What you have to do | Echo every line of the data below verbatim, changing nothing.

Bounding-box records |
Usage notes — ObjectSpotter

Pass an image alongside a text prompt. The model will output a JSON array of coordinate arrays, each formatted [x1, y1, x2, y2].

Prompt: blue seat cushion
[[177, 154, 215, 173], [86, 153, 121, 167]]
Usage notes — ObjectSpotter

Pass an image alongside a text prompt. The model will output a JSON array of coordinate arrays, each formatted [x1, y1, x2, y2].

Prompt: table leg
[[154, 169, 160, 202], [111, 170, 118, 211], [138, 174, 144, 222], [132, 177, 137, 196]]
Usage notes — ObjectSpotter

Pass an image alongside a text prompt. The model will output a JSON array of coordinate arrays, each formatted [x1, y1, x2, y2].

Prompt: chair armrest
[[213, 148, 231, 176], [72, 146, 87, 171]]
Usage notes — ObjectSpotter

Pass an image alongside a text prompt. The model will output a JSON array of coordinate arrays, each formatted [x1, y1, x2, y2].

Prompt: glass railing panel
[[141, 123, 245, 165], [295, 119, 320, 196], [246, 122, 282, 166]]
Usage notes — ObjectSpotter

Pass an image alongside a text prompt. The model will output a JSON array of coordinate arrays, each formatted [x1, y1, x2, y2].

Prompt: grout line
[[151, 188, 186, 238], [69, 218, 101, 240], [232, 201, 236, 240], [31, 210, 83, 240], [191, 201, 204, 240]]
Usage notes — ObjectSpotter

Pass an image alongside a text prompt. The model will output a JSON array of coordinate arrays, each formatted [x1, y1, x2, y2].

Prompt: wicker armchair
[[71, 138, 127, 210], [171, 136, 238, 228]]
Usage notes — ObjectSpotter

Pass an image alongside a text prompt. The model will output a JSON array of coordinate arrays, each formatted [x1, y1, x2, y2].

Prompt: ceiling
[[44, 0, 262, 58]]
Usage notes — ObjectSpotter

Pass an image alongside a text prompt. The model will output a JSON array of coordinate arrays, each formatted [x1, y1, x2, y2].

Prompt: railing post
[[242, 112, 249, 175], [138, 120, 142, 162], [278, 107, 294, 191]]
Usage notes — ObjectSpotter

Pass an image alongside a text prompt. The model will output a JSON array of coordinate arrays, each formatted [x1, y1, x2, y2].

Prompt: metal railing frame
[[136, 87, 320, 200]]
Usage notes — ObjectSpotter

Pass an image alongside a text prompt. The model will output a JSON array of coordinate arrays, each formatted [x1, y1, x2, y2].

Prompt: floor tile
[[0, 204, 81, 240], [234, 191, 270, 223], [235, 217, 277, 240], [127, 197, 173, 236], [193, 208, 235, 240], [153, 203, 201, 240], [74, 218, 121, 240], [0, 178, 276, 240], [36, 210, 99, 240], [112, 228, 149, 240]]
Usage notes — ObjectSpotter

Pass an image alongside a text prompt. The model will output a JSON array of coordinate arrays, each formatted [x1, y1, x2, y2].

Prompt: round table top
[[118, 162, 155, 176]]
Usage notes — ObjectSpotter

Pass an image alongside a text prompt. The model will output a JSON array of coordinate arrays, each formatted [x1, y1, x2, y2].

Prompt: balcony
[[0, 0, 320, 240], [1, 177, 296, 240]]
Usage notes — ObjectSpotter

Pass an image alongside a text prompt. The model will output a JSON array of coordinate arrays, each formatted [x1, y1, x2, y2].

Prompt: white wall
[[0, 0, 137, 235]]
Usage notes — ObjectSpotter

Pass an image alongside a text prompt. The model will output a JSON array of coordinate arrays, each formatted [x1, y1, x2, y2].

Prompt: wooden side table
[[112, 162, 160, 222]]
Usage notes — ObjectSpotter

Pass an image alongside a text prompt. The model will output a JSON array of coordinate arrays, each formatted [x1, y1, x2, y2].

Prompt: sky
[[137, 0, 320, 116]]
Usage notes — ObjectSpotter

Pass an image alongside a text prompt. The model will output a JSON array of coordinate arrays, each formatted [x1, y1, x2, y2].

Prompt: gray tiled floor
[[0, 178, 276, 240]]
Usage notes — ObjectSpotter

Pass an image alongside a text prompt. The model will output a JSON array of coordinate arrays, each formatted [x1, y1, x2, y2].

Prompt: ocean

Output |
Usage notes — ObjectSpotter

Pass an image alongside a text prompt. The model will output a JSON array of coordinate arrays, each formatted [x1, y1, x2, y2].

Prompt: blue seat cushion
[[177, 154, 215, 173], [86, 153, 121, 167]]
Usage notes — ObjectSpotter

Pass an image alongside a text prompt. The model will output a JSON array of coordinate arrays, each formatted [x1, y1, x2, y2].

Prompt: table leg
[[154, 169, 160, 202], [111, 170, 118, 211], [138, 174, 144, 222], [132, 177, 137, 196]]
Usage notes — ObjectSpotter

Pass an image alongside a text prompt. The model will output a JSON array of coordinate arrays, each formatted [x1, y1, x2, y2].

Prompt: chair armrest
[[213, 148, 231, 176], [72, 146, 87, 171]]
Usage notes — ObjectSpotter

Pass an image alongside a text prompt. The model will output a JSON array of coordinate arrays, each formatted [x1, y1, x2, y2].

Prompt: glass railing panel
[[141, 123, 245, 165], [295, 119, 320, 196], [246, 122, 282, 166]]
Usage notes — ObjectSpotter

Pass an image alongside a text prompt. The model will output a JSON array of coordinate arrays, each formatted [x1, y1, x2, y2].

Prompt: grout line
[[151, 188, 186, 238], [69, 218, 101, 240], [232, 201, 236, 240], [31, 210, 83, 240], [191, 201, 204, 240]]
Usage notes — ObjectSpotter

Pass an image alongside a text prompt. The model will output a JSON array of coordinate arrays, each formatted [x1, y1, x2, y2].

Prompt: wicker armchair
[[71, 138, 127, 210], [171, 136, 238, 228]]
Usage notes — ObjectSpotter

Pass an image alongside a text prompt. The model will output a JSON array of coordinate arrays, each formatted [x1, y1, x2, y2].

Prompt: ceiling
[[44, 0, 262, 58]]
Usage notes — ObjectSpotter

Pass an image alongside a text prompt. The model will output a JSON array of coordinate arrays, each formatted [x1, y1, x2, y2].

Prompt: railing post
[[242, 112, 249, 175], [138, 120, 142, 162], [278, 107, 294, 191]]
Usage notes — ObjectSpotter

Pass an image alongside a text prompt. The model will output a JSON array of coordinate arrays, each formatted [x1, y1, x2, y2].

Prompt: metal railing frame
[[136, 87, 320, 200]]
Usage notes — ObjectSpotter

Pass an image alongside a text prompt. The model will output a JSON array of coordinate arrays, each formatted [x1, y1, x2, y2].

Prompt: floor tile
[[0, 204, 81, 240], [234, 191, 270, 223], [235, 217, 277, 240], [127, 197, 173, 236], [193, 208, 235, 240], [153, 203, 201, 240], [74, 218, 121, 240], [0, 178, 276, 240], [36, 210, 99, 240], [112, 228, 149, 240]]
Usage notes — ObjectSpotter

Pass an image alongside a text prompt. The model will output a JSON array of coordinate arrays, each formatted [x1, y1, x2, y2].

Prompt: round table top
[[118, 162, 155, 176]]
Usage notes — ObjectSpotter

Pass an image alongside a text prompt. The model will output a JSON array of coordinate arrays, each formatted [x1, y1, x2, y2].

Prompt: balcony
[[0, 0, 320, 240], [1, 177, 296, 240]]
Usage notes — ObjectSpotter

Pass an image alongside a text prompt. The model will output a JSON array of coordinate arrays, each formatted [x1, y1, x2, y2].

Prompt: white wall
[[0, 0, 137, 235]]
Usage notes — ObjectSpotter

Pass an image alongside a text prompt. The model will output a JSON array of coordinate arrays, each formatted [x1, y1, x2, y2].

Prompt: wooden side table
[[112, 162, 160, 222]]
Usage notes — ObjectSpotter

Pass an image alongside a text prompt. The model will output a JSON array of coordinate arrays, each formatted [x1, y1, x2, y2].

Prompt: sky
[[137, 0, 320, 116]]
Usage notes — ObjectSpotter

Pass an image alongside a text prompt. The model will output a JSON array of coordinate arrays, each formatted [x1, y1, x2, y2].

Prompt: gray tiled floor
[[0, 178, 276, 240]]
Usage notes — ObjectSpotter

Pass an image alongside a text prompt. The model will output a JSON array of coordinate arrays, each formatted [x1, y1, x2, y2].

Prompt: ocean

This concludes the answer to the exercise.